Coordinate labeling data:
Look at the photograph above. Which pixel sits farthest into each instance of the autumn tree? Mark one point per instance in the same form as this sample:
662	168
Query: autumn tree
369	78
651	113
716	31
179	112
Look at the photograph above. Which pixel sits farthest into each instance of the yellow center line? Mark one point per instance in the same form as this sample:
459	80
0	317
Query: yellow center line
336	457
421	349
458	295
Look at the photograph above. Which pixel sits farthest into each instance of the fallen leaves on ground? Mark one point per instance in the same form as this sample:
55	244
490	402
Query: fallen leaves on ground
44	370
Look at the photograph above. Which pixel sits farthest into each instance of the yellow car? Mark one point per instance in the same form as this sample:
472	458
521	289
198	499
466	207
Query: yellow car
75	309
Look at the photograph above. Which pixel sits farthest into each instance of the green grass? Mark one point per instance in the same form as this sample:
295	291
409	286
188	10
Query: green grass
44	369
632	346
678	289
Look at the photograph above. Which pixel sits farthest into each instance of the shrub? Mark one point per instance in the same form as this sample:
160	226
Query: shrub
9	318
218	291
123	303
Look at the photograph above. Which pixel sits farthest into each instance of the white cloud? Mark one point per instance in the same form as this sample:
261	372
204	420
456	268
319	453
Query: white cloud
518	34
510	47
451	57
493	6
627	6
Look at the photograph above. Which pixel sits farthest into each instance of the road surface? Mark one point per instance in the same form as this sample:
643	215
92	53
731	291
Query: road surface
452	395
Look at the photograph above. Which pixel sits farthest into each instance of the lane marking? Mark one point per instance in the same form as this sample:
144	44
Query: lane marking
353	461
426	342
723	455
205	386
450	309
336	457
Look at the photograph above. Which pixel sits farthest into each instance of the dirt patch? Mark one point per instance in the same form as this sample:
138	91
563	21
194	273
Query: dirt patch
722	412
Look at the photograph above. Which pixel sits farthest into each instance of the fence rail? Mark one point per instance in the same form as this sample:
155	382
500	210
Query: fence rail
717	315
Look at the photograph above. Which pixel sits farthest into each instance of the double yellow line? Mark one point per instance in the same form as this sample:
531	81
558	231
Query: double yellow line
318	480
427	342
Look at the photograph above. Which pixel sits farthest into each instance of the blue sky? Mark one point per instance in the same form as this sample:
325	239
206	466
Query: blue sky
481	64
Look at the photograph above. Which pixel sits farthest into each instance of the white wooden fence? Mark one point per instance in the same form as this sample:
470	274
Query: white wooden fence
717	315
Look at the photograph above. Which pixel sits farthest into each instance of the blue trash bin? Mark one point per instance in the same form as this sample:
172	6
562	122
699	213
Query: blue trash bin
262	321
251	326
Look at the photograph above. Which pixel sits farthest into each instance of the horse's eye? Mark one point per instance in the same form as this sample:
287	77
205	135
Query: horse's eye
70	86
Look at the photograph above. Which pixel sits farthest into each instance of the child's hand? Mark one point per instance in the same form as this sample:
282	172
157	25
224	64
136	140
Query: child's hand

* What needs to be done:
Update the records from the line containing "of the horse's" through the end, replacing "sample" with "template" and leaving everything else unchanged. Give only those lines.

* Response:
Look at the photograph above. Which pixel sits farthest into each instance of the horse's eye? Mark one point per instance in the same form as this template:
287	77
205	135
Query: horse's eye
70	86
Look at the photograph above. Which pixel sits farthest into each instance of the child's hand? Mark one point per instance in the same form as this template:
282	172
157	25
224	64
136	140
Query: child's hand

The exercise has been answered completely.